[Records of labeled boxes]
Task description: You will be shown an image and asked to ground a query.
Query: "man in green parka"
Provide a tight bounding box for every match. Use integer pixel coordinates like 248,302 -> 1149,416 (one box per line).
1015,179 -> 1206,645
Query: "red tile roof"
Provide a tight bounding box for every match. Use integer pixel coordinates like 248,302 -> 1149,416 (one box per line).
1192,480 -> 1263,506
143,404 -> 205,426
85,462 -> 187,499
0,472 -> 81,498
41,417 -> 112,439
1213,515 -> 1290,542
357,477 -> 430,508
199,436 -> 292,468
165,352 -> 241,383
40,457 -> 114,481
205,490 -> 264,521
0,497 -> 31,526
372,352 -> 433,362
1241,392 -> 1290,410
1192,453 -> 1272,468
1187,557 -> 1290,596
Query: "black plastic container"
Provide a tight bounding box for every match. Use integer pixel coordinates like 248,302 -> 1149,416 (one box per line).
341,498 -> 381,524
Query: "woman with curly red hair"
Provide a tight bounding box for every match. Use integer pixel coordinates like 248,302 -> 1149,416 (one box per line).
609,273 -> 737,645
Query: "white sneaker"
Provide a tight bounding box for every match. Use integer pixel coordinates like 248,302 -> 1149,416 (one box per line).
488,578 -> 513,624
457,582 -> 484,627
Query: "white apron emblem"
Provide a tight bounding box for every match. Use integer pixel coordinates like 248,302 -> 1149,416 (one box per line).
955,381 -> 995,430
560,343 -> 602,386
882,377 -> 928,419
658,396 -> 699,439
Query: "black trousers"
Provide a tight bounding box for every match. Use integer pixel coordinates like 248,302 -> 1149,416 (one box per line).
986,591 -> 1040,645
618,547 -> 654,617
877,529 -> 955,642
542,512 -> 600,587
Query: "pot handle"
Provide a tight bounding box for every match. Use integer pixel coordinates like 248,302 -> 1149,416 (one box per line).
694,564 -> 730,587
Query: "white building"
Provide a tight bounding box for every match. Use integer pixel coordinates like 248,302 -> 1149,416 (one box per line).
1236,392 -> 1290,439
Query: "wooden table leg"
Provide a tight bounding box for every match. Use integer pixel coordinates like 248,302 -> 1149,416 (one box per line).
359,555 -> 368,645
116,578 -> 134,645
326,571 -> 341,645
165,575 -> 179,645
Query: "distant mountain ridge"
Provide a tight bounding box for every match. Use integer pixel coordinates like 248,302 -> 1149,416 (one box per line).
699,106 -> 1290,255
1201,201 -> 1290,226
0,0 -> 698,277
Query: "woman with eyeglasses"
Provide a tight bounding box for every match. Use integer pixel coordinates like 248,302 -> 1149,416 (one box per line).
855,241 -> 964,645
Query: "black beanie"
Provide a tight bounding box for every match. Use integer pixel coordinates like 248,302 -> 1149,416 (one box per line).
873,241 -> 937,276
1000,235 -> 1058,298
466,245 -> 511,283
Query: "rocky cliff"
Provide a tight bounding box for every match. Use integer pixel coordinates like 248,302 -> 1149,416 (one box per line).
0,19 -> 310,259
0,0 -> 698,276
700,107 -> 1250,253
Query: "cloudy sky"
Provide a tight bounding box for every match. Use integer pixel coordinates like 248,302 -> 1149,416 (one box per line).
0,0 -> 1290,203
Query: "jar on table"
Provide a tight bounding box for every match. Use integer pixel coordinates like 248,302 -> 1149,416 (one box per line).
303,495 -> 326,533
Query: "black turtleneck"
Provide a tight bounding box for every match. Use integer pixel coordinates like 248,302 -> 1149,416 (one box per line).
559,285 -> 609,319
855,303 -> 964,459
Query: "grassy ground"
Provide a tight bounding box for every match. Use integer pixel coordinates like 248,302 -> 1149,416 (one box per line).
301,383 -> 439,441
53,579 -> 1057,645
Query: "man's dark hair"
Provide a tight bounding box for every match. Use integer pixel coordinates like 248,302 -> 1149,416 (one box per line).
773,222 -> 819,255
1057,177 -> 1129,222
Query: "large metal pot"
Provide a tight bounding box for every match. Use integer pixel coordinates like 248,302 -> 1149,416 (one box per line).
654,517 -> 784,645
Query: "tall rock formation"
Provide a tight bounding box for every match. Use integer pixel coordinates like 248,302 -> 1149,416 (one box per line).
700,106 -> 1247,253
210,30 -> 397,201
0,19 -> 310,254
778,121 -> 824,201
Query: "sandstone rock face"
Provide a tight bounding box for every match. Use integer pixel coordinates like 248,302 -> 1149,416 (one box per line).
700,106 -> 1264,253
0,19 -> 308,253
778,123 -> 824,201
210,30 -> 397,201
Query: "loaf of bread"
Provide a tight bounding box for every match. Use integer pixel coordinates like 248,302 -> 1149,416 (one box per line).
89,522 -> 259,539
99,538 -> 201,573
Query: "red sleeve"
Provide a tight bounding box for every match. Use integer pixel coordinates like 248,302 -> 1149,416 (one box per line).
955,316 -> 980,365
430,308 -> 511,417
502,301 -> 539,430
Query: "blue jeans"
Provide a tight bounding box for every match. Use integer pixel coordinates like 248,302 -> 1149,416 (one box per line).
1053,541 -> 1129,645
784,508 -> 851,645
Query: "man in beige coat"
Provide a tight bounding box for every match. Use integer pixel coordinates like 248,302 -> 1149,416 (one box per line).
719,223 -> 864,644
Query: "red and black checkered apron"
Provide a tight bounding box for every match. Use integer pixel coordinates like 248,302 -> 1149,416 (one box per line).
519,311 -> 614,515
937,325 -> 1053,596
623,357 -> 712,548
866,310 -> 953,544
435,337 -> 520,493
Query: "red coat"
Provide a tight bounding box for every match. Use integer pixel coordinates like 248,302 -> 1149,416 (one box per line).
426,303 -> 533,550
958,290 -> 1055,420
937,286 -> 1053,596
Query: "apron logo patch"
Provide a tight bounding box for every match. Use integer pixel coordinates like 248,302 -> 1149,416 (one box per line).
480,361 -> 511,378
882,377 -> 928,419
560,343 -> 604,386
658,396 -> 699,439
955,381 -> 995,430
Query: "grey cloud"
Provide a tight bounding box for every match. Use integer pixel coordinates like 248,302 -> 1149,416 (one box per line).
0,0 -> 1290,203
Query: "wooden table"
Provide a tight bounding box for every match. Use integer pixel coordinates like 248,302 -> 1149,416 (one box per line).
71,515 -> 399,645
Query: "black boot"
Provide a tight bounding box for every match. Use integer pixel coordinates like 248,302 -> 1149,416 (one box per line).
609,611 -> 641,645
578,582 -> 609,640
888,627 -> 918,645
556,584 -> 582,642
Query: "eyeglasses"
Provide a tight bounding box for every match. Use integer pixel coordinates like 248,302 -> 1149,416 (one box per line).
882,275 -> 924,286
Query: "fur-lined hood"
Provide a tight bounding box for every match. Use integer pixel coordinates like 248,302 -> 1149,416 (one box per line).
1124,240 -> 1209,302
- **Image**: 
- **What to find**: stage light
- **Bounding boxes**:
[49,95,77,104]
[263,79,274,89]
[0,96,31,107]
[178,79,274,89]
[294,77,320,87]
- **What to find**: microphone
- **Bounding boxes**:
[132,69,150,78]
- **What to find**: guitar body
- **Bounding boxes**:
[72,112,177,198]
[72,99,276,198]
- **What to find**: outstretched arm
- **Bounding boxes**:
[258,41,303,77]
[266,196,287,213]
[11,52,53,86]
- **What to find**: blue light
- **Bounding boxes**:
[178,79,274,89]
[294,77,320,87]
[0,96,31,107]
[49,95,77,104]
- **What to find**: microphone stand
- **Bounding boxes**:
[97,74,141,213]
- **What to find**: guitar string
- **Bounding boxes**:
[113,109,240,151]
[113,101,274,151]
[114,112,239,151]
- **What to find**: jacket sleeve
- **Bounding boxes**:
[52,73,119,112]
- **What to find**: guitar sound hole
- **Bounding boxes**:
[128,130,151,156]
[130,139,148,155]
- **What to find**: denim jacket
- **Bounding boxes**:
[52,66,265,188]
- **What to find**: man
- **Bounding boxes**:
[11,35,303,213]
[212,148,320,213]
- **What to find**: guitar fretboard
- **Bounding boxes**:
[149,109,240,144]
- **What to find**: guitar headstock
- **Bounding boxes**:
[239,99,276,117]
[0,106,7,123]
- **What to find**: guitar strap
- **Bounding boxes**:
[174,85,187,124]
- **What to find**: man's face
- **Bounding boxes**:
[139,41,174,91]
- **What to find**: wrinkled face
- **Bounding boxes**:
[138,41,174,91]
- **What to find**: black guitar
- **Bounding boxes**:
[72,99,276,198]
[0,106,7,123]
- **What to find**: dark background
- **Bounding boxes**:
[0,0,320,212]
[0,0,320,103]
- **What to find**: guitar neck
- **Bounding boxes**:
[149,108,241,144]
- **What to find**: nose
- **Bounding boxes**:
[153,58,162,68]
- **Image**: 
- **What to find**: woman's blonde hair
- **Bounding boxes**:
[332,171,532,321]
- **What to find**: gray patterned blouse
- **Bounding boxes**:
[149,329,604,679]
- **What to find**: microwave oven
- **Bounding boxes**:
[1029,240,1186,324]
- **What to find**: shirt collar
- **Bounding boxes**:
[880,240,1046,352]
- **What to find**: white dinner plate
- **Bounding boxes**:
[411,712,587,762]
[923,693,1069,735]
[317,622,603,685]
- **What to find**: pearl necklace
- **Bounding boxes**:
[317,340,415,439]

**WRITTEN TASK:** Identify every line in the items above that contains the word "sleeve", and copy each one. Case counts.

**ANSWER TO THIS PROBLEM:**
Query: "red sleeve"
- **What to find**: jacket sleeve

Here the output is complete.